* **What the task asks**
Reproduce verbatim the lines of the material below, starting at the line with "For each <instance> block, the" and ending at the line with "positive clicks: (119, 379) (124, 237)", both inclusive; skip the rest.

* **Provided data**
========================================================================

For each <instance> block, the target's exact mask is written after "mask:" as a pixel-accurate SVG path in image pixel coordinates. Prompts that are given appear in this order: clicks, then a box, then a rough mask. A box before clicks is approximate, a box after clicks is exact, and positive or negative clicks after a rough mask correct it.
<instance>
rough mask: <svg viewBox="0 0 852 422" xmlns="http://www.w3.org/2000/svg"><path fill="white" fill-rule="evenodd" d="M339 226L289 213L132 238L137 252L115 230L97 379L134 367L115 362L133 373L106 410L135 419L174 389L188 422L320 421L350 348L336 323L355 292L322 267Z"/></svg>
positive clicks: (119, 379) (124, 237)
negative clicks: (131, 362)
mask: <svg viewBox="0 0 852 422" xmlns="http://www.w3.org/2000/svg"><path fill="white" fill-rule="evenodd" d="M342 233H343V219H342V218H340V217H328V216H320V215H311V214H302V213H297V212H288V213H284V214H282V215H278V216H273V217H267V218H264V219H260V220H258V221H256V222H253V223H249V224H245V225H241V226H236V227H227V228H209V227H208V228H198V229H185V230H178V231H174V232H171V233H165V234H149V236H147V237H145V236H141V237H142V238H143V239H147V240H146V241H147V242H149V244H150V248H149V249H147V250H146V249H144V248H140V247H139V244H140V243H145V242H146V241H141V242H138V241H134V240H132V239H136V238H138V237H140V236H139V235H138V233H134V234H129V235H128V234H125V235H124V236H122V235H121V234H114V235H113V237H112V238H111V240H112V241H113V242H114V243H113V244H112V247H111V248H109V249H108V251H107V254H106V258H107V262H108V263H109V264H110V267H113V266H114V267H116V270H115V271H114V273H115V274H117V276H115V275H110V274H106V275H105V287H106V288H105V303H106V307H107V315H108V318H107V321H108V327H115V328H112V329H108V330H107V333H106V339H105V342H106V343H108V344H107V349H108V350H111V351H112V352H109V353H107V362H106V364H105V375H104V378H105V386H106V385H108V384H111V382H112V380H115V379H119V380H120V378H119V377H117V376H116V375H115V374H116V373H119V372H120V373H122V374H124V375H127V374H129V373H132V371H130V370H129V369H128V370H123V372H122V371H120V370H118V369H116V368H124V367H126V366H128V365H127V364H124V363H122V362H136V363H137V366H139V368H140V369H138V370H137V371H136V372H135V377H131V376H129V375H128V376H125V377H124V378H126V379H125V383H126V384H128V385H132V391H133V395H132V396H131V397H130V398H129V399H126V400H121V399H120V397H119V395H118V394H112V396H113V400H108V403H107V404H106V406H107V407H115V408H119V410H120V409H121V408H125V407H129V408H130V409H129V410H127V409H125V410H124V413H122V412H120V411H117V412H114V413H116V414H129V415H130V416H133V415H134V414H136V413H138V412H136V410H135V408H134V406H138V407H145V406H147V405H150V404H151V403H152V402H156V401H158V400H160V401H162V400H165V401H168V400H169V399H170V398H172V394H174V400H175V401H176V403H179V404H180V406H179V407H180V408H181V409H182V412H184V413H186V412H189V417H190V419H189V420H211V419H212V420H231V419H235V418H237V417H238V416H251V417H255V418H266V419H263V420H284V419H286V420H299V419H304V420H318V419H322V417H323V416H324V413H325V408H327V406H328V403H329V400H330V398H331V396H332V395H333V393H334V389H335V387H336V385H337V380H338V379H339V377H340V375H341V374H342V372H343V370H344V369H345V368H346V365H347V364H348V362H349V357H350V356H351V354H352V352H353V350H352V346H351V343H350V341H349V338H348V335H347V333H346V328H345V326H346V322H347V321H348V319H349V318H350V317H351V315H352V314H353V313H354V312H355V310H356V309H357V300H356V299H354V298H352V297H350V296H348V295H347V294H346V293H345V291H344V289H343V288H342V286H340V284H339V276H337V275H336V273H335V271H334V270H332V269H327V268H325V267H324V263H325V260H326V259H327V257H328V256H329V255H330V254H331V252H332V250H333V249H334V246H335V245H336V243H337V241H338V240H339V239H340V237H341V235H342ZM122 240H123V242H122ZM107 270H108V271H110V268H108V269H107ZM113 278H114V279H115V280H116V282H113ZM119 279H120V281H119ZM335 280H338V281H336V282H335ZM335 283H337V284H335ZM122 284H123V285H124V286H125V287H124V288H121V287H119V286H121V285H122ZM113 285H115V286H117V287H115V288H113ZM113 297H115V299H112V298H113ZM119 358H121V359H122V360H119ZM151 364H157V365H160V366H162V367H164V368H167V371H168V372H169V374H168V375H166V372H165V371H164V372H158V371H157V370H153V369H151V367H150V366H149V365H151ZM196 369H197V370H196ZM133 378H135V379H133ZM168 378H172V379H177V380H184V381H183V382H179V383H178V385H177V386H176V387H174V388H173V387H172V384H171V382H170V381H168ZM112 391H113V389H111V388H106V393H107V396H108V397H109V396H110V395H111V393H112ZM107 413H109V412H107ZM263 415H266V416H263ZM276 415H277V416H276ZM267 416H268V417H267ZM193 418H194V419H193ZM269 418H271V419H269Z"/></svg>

========================================================================

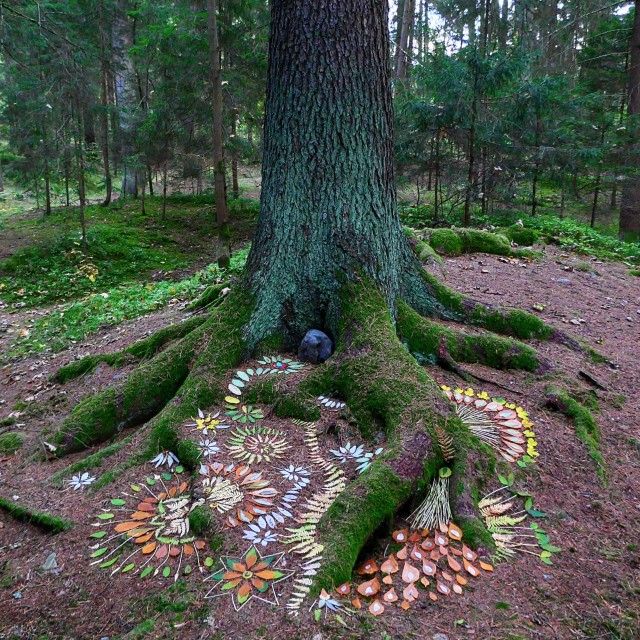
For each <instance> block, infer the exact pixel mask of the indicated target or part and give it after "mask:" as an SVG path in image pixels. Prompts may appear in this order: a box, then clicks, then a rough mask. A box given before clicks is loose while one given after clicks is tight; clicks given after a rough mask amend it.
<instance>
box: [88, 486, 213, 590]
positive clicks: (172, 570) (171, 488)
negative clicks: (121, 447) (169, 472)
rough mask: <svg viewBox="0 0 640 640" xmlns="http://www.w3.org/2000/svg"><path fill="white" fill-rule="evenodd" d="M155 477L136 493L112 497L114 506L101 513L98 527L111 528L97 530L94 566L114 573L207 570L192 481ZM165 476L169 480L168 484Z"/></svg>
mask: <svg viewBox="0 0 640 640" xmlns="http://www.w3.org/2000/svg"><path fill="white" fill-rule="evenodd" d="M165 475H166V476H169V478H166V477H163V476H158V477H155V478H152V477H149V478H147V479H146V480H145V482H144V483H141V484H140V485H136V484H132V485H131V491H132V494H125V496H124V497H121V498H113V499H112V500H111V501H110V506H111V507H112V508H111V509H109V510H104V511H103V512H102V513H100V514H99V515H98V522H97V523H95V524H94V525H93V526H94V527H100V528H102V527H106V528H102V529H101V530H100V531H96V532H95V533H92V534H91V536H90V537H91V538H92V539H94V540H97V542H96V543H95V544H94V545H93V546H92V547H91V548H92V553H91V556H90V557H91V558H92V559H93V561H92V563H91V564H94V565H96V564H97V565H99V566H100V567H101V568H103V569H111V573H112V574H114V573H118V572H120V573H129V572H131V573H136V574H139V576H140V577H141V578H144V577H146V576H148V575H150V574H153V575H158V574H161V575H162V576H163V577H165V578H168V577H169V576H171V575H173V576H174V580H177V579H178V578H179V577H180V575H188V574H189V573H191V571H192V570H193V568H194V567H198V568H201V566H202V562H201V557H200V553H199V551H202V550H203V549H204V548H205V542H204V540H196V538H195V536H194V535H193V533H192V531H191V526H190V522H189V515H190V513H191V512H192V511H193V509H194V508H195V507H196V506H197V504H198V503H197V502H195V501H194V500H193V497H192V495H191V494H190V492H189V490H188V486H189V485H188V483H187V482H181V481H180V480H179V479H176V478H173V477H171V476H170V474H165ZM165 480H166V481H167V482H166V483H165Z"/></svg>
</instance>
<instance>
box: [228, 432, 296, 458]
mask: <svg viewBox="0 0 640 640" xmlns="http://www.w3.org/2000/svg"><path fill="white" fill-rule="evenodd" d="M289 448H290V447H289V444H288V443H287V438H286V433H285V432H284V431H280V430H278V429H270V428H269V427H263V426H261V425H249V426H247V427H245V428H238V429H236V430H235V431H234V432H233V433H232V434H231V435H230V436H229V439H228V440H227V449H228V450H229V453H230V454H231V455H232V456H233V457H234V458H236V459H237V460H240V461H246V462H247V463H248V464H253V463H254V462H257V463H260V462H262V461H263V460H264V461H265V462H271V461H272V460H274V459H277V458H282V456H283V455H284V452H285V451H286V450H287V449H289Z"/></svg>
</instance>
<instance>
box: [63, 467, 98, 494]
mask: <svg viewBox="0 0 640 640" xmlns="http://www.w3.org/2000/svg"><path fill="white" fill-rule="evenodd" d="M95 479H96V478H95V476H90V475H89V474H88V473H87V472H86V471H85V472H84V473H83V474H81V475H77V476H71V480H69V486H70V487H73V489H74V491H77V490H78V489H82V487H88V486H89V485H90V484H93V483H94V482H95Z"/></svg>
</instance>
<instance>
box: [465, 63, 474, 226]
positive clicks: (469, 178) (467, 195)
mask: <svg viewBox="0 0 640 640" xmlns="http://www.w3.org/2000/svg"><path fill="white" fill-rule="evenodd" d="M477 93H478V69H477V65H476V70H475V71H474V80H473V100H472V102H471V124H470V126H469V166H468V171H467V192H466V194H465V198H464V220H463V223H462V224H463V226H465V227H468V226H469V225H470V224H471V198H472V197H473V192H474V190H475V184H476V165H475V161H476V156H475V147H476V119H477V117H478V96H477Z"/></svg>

========================================================================

* **Response**
For each <instance> block, the target's exact mask is written after "mask:" as a pixel-accurate SVG path in image pixel coordinates. Prompts that are given appear in this order: clicks, then a box, then a rough mask. A box before clicks is approximate, a box after clicks is exact, and positive or negative clicks after a rough mask correct it.
<instance>
rough mask: <svg viewBox="0 0 852 422" xmlns="http://www.w3.org/2000/svg"><path fill="white" fill-rule="evenodd" d="M339 226L289 213L132 238L137 252L115 230L97 379L134 367L115 362L133 373L106 410L135 419L174 389L188 422L320 421L350 348L336 323L355 292L322 267Z"/></svg>
positive clicks: (119, 379) (124, 237)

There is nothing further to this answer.